Passage fourni:

Eh bien le respect, c’est exactement contraire : concernant l’être qui nous inspire ce sentiment, le savoir que nous pouvons posséder à son propos ne compte pas – à commencer bien sûr par le savoir de son mérite, puisque respecter n’est pas estimer.
Dans cette dernière opposition, il s’agit du signe (de la valeur morale) et de la marque (de l’impossibilité au savoir). Je pose donc le principe de ma thèse : la distinction entre la question qui (marque) et la question quoi (signe)
Tout être relève réflexivement de la question quoi, puisqu’on répond à la question qui par l’indication d’une place : la réflexion instaure toute réponse possible dans l’ordre du signe, or ni le nom propre ni le visage, qui sont les vraies réponses à la question, ne veulent dire quelque chose : le nom est déjà une marque originelle sur le sujet, et d’autre part il n’y a de visage que marqué. Réflexivement donc, on répondra toujours par l’indication d’une place ou d’une appartenance – dont le modèle est bien entendu l’appartenance à l’humanité dont notre complexion factuelle et surtout notre comportement moral doivent être les signes.
Cette réponse, je l’appelle métaphysique parce qu’elle décide d’avance de ce qu’il en sera : si c’est un être humain, je respecterai, mais si ce n’est pas un être humain, je ne respecterai pas ! On voit bien là que le respect s’entend à l’encontre du respect : l’être lui-même ne compte pas, mais seulement le savoir qui le concerne.

Liste des données:

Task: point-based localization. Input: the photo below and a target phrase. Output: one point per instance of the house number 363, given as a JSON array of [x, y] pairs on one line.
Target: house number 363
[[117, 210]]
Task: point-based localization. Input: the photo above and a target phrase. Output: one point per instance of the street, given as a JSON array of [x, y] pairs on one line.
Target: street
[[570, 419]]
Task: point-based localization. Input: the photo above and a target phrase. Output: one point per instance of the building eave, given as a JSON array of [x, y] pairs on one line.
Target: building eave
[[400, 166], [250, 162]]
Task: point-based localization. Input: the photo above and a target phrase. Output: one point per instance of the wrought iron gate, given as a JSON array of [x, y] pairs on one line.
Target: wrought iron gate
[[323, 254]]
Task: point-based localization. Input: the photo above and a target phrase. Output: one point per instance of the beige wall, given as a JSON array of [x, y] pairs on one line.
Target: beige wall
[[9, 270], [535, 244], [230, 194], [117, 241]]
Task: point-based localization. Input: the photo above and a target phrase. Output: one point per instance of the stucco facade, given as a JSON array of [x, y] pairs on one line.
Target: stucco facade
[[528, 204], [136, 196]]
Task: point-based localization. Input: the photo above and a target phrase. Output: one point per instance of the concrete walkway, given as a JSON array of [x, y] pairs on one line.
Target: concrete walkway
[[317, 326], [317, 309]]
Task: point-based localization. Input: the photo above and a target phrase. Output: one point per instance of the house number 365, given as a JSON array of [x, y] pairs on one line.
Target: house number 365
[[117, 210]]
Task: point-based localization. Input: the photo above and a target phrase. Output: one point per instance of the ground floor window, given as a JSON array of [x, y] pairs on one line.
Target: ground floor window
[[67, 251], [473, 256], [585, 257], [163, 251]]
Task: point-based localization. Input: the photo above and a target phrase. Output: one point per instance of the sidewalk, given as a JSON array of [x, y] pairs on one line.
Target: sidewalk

À faire:
**A)** Dans le passage sur le respect, quel qualificatif est attribué à la réponse qui décide d'avance de ce qu'il en sera ?
**B)** Recopiez à l'identique l'extrait du passage sur le respect qui commence aux mots "Eh bien le respect, c’est" et s'arrête après "n’est pas estimer.".
La liste constitue un matériau indépendant du passage.

Réponses aux exercices:
**A)** Elle est qualifiée de métaphysique.

**B)**
Eh bien le respect, c’est exactement contraire : concernant l’être qui nous inspire ce sentiment, le savoir que nous pouvons posséder à son propos ne compte pas – à commencer bien sûr par le savoir de son mérite, puisque respecter n’est pas estimer.